**Exercise materials:**
╔══

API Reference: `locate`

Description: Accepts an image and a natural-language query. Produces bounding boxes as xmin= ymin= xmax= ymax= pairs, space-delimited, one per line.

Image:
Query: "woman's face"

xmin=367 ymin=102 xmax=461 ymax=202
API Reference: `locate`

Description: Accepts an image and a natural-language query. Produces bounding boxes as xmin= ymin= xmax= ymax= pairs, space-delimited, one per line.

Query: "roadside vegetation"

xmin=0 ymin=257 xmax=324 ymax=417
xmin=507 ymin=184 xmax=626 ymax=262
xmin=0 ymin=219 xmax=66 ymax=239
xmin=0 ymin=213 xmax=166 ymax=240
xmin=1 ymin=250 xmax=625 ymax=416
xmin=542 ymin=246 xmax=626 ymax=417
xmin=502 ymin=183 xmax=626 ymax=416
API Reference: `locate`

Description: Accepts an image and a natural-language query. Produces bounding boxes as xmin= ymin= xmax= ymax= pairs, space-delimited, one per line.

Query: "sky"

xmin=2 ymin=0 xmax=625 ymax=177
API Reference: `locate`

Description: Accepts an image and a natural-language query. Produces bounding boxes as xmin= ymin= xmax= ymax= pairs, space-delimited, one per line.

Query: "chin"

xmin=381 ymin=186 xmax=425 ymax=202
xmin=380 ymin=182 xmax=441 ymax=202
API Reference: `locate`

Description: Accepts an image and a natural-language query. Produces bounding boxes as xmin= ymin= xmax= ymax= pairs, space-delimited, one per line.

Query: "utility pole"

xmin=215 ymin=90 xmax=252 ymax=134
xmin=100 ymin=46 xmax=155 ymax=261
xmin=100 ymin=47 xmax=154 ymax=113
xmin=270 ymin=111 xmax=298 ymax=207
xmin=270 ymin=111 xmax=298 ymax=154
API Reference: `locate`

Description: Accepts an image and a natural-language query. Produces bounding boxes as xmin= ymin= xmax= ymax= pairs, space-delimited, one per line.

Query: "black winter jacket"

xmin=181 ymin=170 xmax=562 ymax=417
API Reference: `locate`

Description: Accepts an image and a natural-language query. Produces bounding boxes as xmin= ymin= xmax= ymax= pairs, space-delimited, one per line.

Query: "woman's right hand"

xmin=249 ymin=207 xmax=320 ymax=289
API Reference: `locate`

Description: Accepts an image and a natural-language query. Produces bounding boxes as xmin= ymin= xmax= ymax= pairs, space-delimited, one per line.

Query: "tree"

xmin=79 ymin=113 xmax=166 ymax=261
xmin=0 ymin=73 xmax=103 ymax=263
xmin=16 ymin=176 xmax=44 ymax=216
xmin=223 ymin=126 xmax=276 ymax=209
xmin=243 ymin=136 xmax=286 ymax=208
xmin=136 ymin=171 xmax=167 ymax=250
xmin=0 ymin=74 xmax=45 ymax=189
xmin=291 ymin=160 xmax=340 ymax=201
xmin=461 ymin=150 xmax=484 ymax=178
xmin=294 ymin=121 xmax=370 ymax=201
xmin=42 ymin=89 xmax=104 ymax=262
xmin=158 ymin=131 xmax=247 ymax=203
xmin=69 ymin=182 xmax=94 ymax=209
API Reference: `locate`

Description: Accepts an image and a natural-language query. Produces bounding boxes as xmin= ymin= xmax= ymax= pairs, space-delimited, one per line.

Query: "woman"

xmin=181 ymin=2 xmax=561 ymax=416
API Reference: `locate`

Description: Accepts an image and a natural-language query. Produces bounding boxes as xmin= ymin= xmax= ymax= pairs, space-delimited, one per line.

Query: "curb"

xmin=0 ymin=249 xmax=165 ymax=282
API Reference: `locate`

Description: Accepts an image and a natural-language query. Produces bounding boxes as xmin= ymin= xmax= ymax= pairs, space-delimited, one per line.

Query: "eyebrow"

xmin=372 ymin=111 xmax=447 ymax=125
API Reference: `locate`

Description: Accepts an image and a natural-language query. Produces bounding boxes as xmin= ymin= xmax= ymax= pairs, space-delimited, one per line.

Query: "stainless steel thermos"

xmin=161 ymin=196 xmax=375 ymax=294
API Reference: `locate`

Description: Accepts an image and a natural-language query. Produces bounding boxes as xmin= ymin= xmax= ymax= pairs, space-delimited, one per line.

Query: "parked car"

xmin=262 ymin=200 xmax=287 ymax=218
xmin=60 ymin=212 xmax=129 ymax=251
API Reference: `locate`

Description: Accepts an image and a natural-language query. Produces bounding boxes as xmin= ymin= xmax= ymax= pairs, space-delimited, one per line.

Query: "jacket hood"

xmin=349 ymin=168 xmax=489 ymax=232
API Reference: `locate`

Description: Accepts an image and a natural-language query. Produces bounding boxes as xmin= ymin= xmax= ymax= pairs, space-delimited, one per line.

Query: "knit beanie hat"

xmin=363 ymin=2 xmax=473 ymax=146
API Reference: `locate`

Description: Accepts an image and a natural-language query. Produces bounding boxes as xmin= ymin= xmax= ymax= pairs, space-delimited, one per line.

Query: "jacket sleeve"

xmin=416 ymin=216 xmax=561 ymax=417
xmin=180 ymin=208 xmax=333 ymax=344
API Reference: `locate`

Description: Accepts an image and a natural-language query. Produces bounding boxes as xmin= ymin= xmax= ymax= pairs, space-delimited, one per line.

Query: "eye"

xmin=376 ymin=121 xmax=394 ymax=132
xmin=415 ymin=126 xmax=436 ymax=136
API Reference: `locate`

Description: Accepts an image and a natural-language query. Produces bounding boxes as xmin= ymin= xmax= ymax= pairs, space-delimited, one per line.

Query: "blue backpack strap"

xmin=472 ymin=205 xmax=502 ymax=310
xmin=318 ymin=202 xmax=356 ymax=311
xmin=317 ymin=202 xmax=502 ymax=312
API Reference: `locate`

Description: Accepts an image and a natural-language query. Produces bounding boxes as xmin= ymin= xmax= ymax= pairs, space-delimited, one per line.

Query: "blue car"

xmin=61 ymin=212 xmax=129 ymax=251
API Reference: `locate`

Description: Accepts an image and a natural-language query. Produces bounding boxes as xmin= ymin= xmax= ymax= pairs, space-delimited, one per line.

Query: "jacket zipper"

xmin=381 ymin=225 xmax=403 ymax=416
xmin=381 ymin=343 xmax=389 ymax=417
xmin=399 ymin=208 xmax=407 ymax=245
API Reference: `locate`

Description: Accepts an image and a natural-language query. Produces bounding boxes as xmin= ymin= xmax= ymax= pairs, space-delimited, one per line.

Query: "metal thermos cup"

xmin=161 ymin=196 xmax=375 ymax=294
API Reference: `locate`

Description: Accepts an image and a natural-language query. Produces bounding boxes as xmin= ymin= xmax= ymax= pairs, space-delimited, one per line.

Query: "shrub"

╚══

**Problem:** Reproduce the entries above in full and exactly.

**Answer section:**
API Reference: `locate`

Description: Accepts an image and a natural-language query. Produces bounding boxes as xmin= ymin= xmax= ymax= pairs, space-delimited, one per line.

Image:
Query: "woman's face"

xmin=367 ymin=102 xmax=461 ymax=202
API Reference: `locate`

Description: Accepts an image and a natural-language query. Produces bounding boxes as xmin= ymin= xmax= ymax= pairs, space-delimited, one per line.

Query: "roadside vegetation"

xmin=0 ymin=257 xmax=324 ymax=417
xmin=507 ymin=184 xmax=626 ymax=262
xmin=0 ymin=219 xmax=66 ymax=239
xmin=0 ymin=213 xmax=166 ymax=240
xmin=1 ymin=250 xmax=625 ymax=416
xmin=542 ymin=246 xmax=626 ymax=417
xmin=502 ymin=183 xmax=626 ymax=416
API Reference: `locate`

Description: Accepts an image and a natural-language query. Produces bounding boxes as xmin= ymin= xmax= ymax= pairs, space-delimited, one per line.

Query: "sky"

xmin=2 ymin=0 xmax=625 ymax=177
API Reference: `locate`

Description: Accepts an image and a natural-language query. Produces bounding boxes as xmin= ymin= xmax= ymax= pairs, space-delimited, one per line.

Query: "chin"

xmin=381 ymin=186 xmax=425 ymax=202
xmin=380 ymin=182 xmax=441 ymax=202
API Reference: `locate`

Description: Accepts an image and a natural-language query. Produces bounding boxes as xmin= ymin= xmax= ymax= pairs, space-delimited, one per line.

Query: "utility pole"

xmin=215 ymin=90 xmax=252 ymax=134
xmin=100 ymin=46 xmax=155 ymax=261
xmin=100 ymin=47 xmax=154 ymax=113
xmin=270 ymin=111 xmax=298 ymax=207
xmin=270 ymin=111 xmax=298 ymax=154
API Reference: `locate`

Description: Accepts an image and a natural-language query. Produces bounding boxes as xmin= ymin= xmax= ymax= pairs, space-delimited, one per line.

Query: "black winter jacket"

xmin=181 ymin=170 xmax=562 ymax=417
API Reference: `locate`

Description: Accepts an image and a natural-language query. Produces bounding boxes as xmin= ymin= xmax= ymax= pairs, space-delimited, one per line.

Query: "woman's right hand"

xmin=249 ymin=207 xmax=320 ymax=289
API Reference: `locate`

Description: Accepts an image and a natural-language query. Produces bounding boxes as xmin= ymin= xmax= ymax= pairs, space-delimited, one per line.

Query: "tree"

xmin=79 ymin=113 xmax=166 ymax=261
xmin=0 ymin=73 xmax=103 ymax=263
xmin=16 ymin=176 xmax=44 ymax=216
xmin=223 ymin=126 xmax=276 ymax=209
xmin=243 ymin=136 xmax=286 ymax=208
xmin=136 ymin=171 xmax=167 ymax=250
xmin=0 ymin=74 xmax=45 ymax=189
xmin=291 ymin=160 xmax=340 ymax=201
xmin=461 ymin=150 xmax=484 ymax=178
xmin=294 ymin=121 xmax=370 ymax=201
xmin=42 ymin=89 xmax=104 ymax=262
xmin=158 ymin=131 xmax=247 ymax=203
xmin=69 ymin=182 xmax=94 ymax=209
API Reference: `locate`

Description: Accepts an image and a natural-language query. Produces bounding boxes as xmin= ymin= xmax= ymax= pairs, space-delimited, one per line.

Query: "woman"

xmin=181 ymin=2 xmax=561 ymax=416
API Reference: `locate`

Description: Accepts an image and a natural-language query. Produces bounding boxes as xmin= ymin= xmax= ymax= pairs, space-delimited, one per line.

Query: "curb"

xmin=0 ymin=249 xmax=165 ymax=282
API Reference: `locate`

Description: Accepts an image and a natural-language query. Produces bounding boxes as xmin= ymin= xmax= ymax= pairs, space-delimited, one per line.

Query: "eyebrow"

xmin=372 ymin=111 xmax=447 ymax=125
API Reference: `locate`

Description: Accepts an image and a natural-language query. Produces bounding boxes as xmin= ymin= xmax= ymax= pairs, space-delimited, one per line.

Query: "stainless steel thermos"

xmin=161 ymin=196 xmax=375 ymax=294
API Reference: `locate`

Description: Accepts an image and a natural-language query. Produces bounding boxes as xmin= ymin= xmax= ymax= pairs, space-delimited, one per line.

Query: "parked car"

xmin=262 ymin=200 xmax=287 ymax=218
xmin=60 ymin=212 xmax=129 ymax=251
API Reference: `locate`

Description: Accepts an image and a natural-language query. Produces bounding boxes as xmin= ymin= xmax= ymax= pairs, space-delimited, one per line.

Query: "jacket hood"

xmin=349 ymin=168 xmax=489 ymax=232
API Reference: `locate`

Description: Accepts an image and a natural-language query. Produces bounding boxes as xmin= ymin= xmax= ymax= pairs, space-delimited, one per line.

Query: "knit beanie hat"

xmin=363 ymin=2 xmax=473 ymax=146
API Reference: `locate`

Description: Accepts an image and a natural-language query. Produces bounding boxes as xmin= ymin= xmax= ymax= pairs, space-delimited, one per line.

Query: "jacket sleeve"

xmin=416 ymin=216 xmax=561 ymax=417
xmin=180 ymin=208 xmax=333 ymax=344
API Reference: `locate`

Description: Accepts an image and a natural-language query. Produces bounding boxes as xmin= ymin= xmax= ymax= pairs, space-delimited, one per line.

Query: "eye"

xmin=376 ymin=121 xmax=394 ymax=132
xmin=415 ymin=126 xmax=436 ymax=136
API Reference: `locate`

Description: Accepts an image and a natural-language query. Produces bounding boxes as xmin= ymin= xmax= ymax= pairs, space-delimited, one per line.

Query: "blue backpack strap"

xmin=472 ymin=205 xmax=502 ymax=310
xmin=318 ymin=202 xmax=356 ymax=311
xmin=317 ymin=202 xmax=502 ymax=312
API Reference: `locate`

Description: Accepts an image and a natural-language query. Produces bounding boxes as xmin= ymin= xmax= ymax= pairs, space-delimited, one per line.

Query: "blue car"

xmin=61 ymin=212 xmax=129 ymax=251
API Reference: `locate`

Description: Accepts an image and a natural-language query. Produces bounding boxes as xmin= ymin= xmax= ymax= pairs, space-delimited, one per line.

Query: "jacket zipper"

xmin=381 ymin=225 xmax=403 ymax=416
xmin=381 ymin=343 xmax=389 ymax=417
xmin=399 ymin=208 xmax=407 ymax=245
API Reference: `locate`

Description: Accepts an image and a natural-language query. Produces bounding boxes as xmin= ymin= xmax= ymax= pairs, space-delimited, one per line.

Query: "metal thermos cup"

xmin=161 ymin=196 xmax=375 ymax=294
API Reference: `locate`

Description: Accepts an image and a natural-language query. Produces bounding boxes as xmin= ymin= xmax= ymax= pairs, space-delimited, one per line.

Query: "shrub"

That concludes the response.